### PAGE EXTRACT
# Side marker lights and MOT



## nicholsong (May 26, 2009)

Side marker lights are the orange lights positioned at intervals along the side of vehicles which are illuminated when the sidelights are switched on.


As far as I know they are not required by Construction and Use rules, as confirmed by looking at a large dealer's stock where only about 1/3 of MHs had them.


They were not part of the MOT until recently and my MH had passed previously with 2 of them not working.


I know the principle that if something is fitted it has to work, but it also has to be in the Test, otherwise the cab radio would have to be tested.


DVSA are responsible for issuing CoCs and obviously do issue them for vehicles without side marker lights.


DVSA are also responsible for deciding what items are in the Test.


It seems illogical that an item which does not have to be fitted has to be tested - see my analogy re the radio.






We found out that the bulb holders had corroded. Fortunately the first dealer/repairer we tried, Choose Leisure near Canterbury, stocked the identical lights, so replacement was simple. I can recommend Choose as I have had a supplementary lock fitted there and their team seem to be knowledgable and efficient, if not the cheapest, but monkeys/peanuts etc.


Geoff


----------



## Pat-H (Oct 30, 2009)

The MOT tester is required to test the operation of any side markers present:
The Tester will inspect:

Headlamps for aim and operation
Sidelights (known as position lamps) for location, operation and condition
Side marker lamps and end outline marker lamps (as appropriate) for presence, location, operation and condition.
Stop lamps for presence, operation and condition.
Daytime running lamps (for vehicles made after 1/3/18)
Direction indicators and hazard warning lamps for presence, condition and operation and flashing frequency.
Front fog lamps (for vehicles made after 1/3/18) for presence, condition and operation.
Rear fog lamps
Reversing lamps (for vehicles made after 1/9/09)
Rear registration plate lamps
Rear reflectors

The cab radio isn't listed as an item to be tested so can be non functional. Any side markers that have been installed have to be operational.
Its as simple as that.


----------



## cronkle (May 1, 2005)

Can't see side marker lights in the MoT manual https://www.mot-testing.service.gov...amps-reflectors-and-electrical-equipment.html. The reg. regarding lights being working and clean only applys to mandatory lights. Side marker lights are not mandatory for passenger vehicles and other vehicles under 6 metres. See section 23 and schedule 9 of the Road Vehicle Lighting regulations 1989 http://www.legislation.gov.uk/uksi/1989/1796/contents/made


----------



## raynipper (Aug 4, 2008)

Stick a bit of gaffer tape over them Geoff. Outa sight outa mind.

Ray.


----------



## nicholsong (May 26, 2009)

Cronkle at Patp seem to differ.


I have checked PatP's reference and it is for light vans updated June 2019.


Cronkle did not give a reference for his information.


I was not challenging whether they are in the Test now. I accepted the Tester's info that the Marker Lights had been intoduced into the test recently, although I now wonder if it is for Class 7 and not Class 4.


However, accepting that they are in the Test, it still seems illogical for DVSA to put them in a safety test but not in the requirements to have them fitted as a safety item in the first place. It is either safe to drive without them or not.

### SUPPLIED RECORDS

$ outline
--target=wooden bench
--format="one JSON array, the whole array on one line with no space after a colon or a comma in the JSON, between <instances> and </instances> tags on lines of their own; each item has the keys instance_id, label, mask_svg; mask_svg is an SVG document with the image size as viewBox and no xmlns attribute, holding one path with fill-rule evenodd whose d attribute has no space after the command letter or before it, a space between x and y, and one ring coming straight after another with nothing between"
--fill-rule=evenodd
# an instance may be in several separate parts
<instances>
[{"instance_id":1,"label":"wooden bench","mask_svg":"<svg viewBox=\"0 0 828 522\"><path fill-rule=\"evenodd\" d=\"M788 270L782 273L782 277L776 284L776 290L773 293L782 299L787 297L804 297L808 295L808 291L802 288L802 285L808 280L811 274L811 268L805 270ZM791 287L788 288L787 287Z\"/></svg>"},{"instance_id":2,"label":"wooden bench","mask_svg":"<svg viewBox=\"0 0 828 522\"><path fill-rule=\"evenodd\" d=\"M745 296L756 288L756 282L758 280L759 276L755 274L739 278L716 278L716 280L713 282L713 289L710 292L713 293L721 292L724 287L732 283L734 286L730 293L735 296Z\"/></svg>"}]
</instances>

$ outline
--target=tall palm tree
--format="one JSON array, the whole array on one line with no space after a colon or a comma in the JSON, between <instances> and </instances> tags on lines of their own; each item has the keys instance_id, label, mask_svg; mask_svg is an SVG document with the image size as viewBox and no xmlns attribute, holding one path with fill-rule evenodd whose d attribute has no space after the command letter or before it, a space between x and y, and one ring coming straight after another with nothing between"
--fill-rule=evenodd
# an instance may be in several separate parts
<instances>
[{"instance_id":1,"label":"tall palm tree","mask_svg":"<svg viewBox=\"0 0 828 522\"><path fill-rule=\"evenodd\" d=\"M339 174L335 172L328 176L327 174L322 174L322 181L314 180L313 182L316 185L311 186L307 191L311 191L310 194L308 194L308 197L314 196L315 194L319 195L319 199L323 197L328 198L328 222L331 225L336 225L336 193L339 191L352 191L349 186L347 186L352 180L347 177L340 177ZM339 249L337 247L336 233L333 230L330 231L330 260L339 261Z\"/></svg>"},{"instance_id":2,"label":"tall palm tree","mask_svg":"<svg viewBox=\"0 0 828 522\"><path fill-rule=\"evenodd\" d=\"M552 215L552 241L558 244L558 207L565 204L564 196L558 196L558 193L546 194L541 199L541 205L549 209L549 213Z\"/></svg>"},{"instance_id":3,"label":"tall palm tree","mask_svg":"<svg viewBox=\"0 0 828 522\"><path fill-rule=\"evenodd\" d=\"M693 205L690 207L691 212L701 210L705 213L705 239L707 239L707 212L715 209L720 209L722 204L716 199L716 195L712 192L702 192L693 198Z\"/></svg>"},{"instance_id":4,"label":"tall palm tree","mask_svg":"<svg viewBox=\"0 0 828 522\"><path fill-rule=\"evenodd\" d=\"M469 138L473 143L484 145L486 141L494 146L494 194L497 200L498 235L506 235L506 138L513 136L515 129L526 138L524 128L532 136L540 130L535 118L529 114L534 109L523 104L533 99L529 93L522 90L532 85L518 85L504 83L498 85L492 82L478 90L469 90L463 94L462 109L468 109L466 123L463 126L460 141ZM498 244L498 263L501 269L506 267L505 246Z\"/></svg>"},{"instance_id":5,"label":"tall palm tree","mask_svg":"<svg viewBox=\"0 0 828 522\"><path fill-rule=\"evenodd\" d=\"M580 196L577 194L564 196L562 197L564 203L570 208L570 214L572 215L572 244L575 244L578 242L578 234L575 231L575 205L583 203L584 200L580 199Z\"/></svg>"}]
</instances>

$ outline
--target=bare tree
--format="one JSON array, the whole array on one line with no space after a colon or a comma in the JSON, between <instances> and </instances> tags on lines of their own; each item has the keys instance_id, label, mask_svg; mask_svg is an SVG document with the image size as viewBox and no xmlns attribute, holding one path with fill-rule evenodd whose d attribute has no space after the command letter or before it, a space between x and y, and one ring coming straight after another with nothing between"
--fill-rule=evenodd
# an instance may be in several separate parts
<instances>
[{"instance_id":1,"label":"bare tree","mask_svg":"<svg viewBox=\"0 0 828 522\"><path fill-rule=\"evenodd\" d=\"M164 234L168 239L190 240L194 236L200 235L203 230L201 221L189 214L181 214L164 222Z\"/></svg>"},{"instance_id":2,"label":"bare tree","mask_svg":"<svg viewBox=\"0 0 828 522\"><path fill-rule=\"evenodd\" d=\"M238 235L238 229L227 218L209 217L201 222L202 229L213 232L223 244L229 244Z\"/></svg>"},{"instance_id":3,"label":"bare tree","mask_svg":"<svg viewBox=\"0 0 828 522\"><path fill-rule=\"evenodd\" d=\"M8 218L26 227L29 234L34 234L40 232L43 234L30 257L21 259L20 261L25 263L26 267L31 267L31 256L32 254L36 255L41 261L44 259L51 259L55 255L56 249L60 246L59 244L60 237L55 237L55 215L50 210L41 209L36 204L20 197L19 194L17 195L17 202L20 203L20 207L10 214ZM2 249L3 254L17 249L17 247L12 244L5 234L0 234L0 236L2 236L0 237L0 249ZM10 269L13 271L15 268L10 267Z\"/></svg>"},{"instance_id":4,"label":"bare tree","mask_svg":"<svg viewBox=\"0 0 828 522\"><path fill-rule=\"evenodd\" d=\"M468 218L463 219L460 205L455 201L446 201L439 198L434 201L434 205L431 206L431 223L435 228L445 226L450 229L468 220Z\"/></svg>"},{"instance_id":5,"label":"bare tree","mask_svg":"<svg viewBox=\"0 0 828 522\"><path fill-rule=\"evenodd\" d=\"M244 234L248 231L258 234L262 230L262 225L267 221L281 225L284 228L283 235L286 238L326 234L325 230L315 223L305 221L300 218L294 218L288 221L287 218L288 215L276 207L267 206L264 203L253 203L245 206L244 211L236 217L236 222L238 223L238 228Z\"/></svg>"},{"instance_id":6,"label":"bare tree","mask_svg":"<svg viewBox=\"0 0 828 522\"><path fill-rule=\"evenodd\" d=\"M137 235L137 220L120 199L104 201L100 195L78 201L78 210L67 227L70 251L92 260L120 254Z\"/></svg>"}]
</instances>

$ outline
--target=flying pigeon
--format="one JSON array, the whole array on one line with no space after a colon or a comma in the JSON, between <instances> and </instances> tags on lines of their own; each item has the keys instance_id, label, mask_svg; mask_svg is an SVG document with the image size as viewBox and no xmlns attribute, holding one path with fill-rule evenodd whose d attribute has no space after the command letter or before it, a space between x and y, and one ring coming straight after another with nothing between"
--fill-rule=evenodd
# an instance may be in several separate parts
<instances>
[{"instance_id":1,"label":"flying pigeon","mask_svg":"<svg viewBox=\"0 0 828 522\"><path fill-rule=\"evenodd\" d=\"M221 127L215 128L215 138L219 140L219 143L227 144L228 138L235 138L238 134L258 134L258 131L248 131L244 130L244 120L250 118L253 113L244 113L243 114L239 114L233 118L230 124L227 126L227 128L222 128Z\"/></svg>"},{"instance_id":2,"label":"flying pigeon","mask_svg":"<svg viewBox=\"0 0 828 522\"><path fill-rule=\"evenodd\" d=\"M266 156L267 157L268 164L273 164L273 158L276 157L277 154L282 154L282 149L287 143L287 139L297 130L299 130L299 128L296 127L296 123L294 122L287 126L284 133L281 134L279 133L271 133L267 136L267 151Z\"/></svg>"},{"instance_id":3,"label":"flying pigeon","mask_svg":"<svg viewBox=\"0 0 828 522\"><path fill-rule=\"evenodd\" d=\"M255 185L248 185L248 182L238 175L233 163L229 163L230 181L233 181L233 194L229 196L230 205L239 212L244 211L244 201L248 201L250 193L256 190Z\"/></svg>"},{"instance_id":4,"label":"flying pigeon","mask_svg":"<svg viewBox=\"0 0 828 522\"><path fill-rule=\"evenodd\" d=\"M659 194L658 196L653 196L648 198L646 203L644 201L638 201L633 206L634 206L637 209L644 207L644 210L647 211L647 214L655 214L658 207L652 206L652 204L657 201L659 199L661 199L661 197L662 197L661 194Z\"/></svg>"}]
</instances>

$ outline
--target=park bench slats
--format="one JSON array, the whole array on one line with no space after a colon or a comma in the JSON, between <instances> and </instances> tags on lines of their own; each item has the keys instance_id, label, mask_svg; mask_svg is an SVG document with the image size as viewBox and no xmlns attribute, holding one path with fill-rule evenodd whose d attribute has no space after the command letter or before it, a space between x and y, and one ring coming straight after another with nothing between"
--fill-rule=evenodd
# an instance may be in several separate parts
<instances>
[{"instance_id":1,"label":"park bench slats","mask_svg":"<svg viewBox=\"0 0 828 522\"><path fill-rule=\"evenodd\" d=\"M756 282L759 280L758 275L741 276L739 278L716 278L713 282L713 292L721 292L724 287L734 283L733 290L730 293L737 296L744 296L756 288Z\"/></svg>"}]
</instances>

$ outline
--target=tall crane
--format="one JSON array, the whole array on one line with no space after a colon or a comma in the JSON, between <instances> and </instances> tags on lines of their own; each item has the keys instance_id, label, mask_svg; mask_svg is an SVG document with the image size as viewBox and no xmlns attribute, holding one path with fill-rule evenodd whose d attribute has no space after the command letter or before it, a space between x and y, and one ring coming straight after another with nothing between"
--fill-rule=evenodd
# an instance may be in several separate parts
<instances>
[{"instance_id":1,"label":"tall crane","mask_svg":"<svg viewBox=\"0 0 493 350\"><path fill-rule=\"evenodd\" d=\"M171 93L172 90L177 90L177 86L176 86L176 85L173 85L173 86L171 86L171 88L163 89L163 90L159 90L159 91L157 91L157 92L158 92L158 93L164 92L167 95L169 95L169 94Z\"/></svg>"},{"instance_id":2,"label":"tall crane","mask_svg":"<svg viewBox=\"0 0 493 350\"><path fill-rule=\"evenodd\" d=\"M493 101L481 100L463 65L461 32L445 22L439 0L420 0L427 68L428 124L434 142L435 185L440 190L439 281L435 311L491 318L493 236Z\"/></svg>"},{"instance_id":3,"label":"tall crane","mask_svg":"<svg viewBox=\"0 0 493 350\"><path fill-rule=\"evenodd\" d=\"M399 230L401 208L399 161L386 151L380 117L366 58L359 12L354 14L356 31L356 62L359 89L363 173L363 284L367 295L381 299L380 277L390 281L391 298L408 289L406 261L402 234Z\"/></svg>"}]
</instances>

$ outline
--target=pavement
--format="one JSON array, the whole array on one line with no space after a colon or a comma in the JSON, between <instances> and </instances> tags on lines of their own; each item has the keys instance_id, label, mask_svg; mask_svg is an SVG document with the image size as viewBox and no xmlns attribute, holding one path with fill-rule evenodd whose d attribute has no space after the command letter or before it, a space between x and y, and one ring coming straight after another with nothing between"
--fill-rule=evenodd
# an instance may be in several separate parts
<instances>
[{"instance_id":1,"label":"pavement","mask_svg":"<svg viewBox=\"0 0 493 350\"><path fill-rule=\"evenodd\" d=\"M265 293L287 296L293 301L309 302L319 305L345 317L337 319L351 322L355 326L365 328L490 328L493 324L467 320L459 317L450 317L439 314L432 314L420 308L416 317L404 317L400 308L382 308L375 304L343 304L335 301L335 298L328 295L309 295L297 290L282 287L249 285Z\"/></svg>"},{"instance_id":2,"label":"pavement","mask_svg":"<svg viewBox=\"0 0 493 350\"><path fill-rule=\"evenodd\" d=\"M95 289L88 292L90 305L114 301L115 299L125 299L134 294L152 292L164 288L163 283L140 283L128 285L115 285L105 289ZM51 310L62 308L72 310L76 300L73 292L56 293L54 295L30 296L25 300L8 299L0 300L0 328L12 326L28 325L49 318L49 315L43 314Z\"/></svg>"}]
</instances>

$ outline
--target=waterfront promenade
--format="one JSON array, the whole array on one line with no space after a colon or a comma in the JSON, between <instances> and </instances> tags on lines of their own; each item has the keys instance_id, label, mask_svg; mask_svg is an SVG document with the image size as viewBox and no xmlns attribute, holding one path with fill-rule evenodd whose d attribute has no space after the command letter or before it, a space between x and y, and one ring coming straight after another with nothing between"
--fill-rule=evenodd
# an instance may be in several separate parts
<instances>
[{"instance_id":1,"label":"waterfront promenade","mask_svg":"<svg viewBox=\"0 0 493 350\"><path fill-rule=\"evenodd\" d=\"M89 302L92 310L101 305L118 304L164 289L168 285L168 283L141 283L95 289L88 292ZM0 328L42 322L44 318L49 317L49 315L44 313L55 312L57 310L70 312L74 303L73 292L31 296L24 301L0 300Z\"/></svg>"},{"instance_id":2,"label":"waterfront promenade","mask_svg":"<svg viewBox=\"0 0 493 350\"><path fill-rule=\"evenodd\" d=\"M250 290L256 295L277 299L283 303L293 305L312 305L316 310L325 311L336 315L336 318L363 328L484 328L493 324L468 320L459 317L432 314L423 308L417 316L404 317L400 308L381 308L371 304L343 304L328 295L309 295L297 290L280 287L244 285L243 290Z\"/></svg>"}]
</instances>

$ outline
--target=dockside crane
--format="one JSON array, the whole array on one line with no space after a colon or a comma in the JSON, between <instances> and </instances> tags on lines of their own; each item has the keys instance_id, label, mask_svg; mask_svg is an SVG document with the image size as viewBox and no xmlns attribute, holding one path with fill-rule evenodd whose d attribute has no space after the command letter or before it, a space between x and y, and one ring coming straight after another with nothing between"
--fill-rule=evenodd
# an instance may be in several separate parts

### TASK
In the thread on side marker lights, how would you render the sentence "DVSA are also responsible for deciding what items are in the Test." in Spanish?

### OUTPUT OF THE EXERCISE
La DVSA también es responsable de decidir qué elementos forman parte de la Prueba.